┌──

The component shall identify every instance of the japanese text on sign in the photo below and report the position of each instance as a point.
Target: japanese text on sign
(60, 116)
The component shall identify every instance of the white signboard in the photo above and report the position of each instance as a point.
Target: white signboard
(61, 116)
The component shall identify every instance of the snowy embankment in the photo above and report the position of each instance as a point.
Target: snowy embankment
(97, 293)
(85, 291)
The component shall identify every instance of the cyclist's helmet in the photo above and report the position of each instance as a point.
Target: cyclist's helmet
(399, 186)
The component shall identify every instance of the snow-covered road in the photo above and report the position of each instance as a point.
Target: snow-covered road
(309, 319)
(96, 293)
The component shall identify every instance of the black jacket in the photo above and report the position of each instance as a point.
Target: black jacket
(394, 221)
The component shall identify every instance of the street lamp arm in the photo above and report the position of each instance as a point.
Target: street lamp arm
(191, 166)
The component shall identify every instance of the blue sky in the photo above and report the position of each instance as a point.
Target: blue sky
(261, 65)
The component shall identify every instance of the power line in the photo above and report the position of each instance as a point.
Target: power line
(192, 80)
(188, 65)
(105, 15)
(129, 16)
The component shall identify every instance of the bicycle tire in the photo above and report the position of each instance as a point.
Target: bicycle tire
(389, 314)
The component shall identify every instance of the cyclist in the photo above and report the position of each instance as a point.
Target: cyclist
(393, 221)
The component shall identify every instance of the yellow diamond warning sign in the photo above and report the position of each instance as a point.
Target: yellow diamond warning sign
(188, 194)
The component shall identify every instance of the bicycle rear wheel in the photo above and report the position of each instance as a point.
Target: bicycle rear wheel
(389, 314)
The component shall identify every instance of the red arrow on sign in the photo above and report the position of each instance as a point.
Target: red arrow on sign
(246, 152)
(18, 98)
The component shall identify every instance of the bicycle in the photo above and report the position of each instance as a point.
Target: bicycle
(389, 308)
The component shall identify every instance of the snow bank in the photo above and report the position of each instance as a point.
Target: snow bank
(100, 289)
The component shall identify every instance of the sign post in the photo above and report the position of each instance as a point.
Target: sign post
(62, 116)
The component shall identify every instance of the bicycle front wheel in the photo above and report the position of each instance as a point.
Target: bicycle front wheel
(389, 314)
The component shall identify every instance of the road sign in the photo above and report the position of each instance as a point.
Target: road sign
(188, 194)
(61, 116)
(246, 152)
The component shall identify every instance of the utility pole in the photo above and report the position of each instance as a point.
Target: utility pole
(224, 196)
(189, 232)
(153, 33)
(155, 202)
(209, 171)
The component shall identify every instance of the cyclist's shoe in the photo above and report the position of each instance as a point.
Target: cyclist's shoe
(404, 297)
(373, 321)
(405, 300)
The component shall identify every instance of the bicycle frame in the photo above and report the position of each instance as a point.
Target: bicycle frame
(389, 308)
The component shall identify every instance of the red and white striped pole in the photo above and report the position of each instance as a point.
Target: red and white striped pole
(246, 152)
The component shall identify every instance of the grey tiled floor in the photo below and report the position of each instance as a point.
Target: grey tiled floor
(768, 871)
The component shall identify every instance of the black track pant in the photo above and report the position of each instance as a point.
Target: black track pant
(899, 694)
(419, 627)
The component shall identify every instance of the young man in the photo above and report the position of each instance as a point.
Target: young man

└──

Could you copy out every line in the material above that contains the string "below"?

* _Task solution_:
The component shall identify every instance of the japanese text on sign in the photo below and report the position of each instance as a point.
The component shall identify every instance of the grey tiled floor in the photo below and report the position of each instance as a point.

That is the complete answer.